What is being asked:
Rewrite every line from the start of the records down to and including the line containing "point(25, 286)", requests included, multiplying each coordinate in the answers by 1.9 and rounding to a whole number, halves up. Leave the pictures out.

(Labeled-object pointing entries)
:::

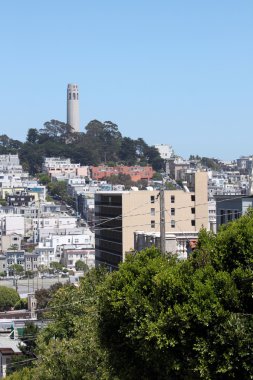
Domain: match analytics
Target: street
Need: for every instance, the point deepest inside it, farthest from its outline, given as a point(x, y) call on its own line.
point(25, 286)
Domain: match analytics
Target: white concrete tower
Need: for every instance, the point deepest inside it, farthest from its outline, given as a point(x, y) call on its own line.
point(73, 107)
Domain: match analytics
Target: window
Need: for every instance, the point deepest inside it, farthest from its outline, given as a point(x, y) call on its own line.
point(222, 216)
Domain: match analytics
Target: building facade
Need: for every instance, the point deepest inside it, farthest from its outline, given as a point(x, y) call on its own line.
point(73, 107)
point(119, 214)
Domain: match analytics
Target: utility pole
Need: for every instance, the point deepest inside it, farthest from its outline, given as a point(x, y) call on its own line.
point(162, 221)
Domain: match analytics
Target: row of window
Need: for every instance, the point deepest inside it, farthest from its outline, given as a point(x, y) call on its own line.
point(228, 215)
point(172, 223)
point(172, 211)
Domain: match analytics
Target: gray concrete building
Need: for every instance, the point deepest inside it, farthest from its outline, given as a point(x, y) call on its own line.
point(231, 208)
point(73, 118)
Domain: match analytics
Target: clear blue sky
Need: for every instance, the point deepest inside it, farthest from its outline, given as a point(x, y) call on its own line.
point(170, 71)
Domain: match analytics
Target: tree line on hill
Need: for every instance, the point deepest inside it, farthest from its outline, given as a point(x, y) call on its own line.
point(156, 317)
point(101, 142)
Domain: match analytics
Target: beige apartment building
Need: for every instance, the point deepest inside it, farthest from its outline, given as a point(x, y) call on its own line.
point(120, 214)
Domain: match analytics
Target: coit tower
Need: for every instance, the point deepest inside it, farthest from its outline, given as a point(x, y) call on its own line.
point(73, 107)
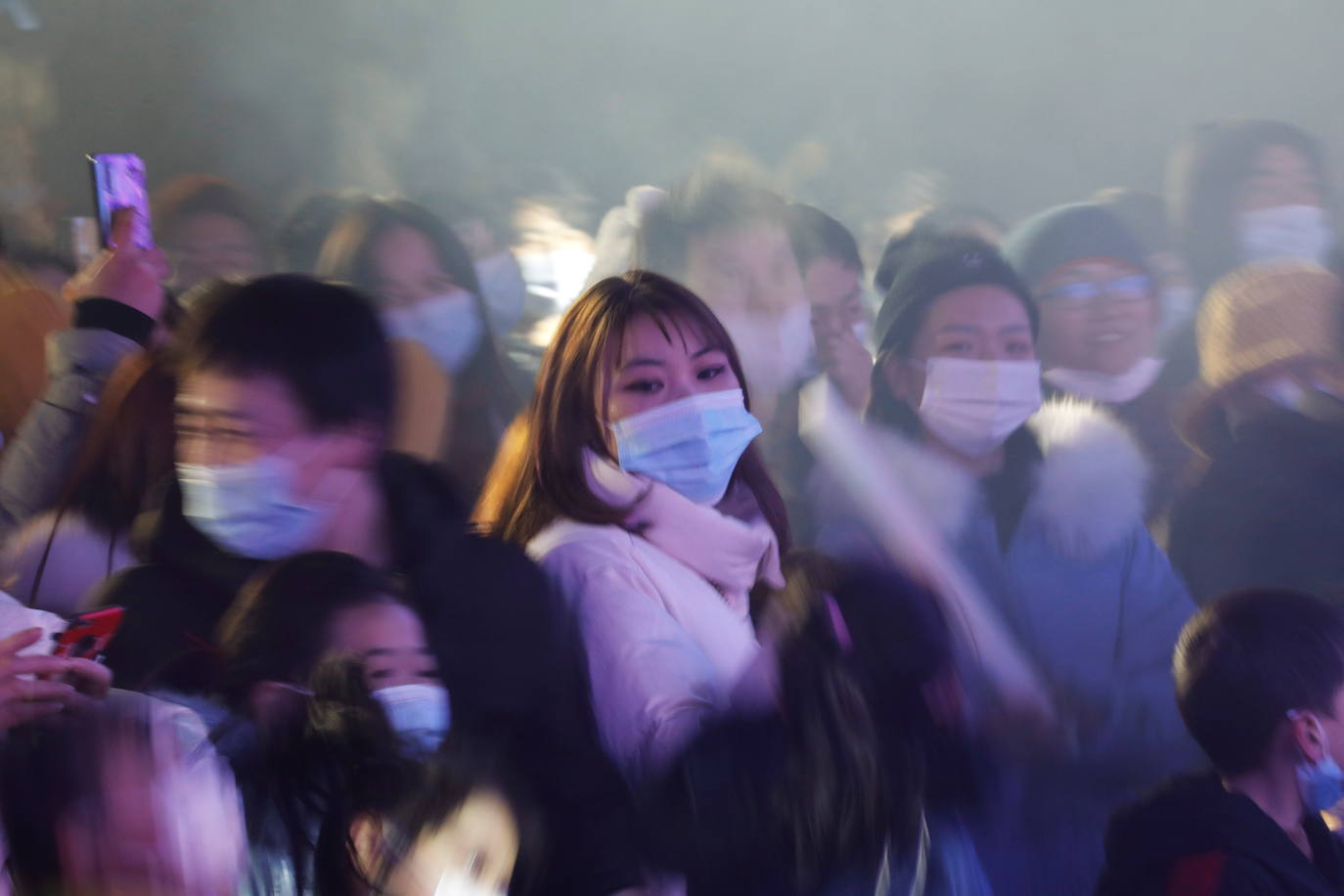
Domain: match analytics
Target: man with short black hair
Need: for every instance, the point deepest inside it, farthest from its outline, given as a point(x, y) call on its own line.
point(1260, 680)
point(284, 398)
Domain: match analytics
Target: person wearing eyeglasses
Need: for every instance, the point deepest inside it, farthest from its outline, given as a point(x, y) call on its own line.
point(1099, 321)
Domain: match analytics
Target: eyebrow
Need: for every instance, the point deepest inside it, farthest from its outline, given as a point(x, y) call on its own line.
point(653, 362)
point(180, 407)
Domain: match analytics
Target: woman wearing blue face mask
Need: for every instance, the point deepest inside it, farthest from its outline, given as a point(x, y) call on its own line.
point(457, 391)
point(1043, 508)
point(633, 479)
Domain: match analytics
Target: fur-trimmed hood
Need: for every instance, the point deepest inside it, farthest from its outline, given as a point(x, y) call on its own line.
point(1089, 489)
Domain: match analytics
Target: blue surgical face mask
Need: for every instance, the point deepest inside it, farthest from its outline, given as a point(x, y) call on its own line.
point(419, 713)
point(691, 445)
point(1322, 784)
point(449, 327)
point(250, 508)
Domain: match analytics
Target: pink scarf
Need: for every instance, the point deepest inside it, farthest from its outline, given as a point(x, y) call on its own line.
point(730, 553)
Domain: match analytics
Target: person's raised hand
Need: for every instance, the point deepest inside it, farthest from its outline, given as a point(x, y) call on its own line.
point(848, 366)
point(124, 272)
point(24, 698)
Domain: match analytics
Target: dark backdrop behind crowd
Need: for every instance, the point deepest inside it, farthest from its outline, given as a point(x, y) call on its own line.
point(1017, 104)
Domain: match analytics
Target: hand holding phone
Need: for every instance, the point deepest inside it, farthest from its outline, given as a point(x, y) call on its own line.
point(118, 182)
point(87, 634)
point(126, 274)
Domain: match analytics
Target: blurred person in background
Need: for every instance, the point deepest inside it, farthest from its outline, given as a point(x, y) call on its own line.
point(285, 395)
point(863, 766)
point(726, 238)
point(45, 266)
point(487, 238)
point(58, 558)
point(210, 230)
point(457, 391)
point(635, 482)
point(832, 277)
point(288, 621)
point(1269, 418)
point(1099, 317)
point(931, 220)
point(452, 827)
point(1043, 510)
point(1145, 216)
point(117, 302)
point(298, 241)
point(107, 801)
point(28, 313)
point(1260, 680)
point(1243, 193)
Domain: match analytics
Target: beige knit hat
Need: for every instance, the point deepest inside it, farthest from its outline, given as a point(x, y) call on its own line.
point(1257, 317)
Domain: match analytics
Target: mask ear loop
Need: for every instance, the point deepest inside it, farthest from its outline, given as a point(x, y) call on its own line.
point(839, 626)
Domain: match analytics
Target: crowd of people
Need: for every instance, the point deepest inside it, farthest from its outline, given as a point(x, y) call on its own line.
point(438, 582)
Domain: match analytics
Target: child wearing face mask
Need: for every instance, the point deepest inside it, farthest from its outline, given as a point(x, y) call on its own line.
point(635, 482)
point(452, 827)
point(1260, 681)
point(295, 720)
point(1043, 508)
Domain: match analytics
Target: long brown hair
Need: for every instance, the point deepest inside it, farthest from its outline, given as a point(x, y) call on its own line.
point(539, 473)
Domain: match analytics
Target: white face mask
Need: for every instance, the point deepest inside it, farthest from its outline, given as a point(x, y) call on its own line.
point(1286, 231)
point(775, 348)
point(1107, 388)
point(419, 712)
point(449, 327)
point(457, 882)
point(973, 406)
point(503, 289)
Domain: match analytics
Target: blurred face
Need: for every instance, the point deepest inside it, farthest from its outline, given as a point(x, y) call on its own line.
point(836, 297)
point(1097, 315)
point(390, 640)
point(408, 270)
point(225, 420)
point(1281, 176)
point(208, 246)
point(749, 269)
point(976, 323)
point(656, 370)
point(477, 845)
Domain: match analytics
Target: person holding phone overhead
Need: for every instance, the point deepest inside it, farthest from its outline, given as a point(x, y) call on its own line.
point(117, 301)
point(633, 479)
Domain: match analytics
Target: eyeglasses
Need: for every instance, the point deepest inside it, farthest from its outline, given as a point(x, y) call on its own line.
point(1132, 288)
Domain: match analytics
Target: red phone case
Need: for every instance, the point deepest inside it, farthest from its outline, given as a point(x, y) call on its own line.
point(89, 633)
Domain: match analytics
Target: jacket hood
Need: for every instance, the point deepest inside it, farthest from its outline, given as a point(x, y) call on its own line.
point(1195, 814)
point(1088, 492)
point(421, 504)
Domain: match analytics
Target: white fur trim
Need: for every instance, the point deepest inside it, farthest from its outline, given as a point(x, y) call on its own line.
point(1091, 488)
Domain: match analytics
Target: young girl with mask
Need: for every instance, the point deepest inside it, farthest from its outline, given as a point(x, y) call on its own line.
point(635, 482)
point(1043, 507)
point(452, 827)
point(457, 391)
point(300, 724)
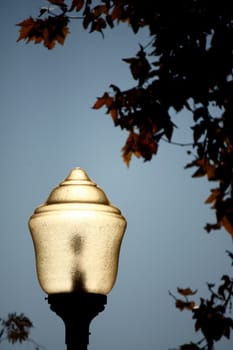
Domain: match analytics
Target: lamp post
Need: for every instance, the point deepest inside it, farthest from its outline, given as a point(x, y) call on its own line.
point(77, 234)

:::

The completed task:
Domain: match analytics
Target: street
Need: for every instance, the point deepest inside it, farthest from its outline, given as a point(x, y) call on its own line.
point(48, 543)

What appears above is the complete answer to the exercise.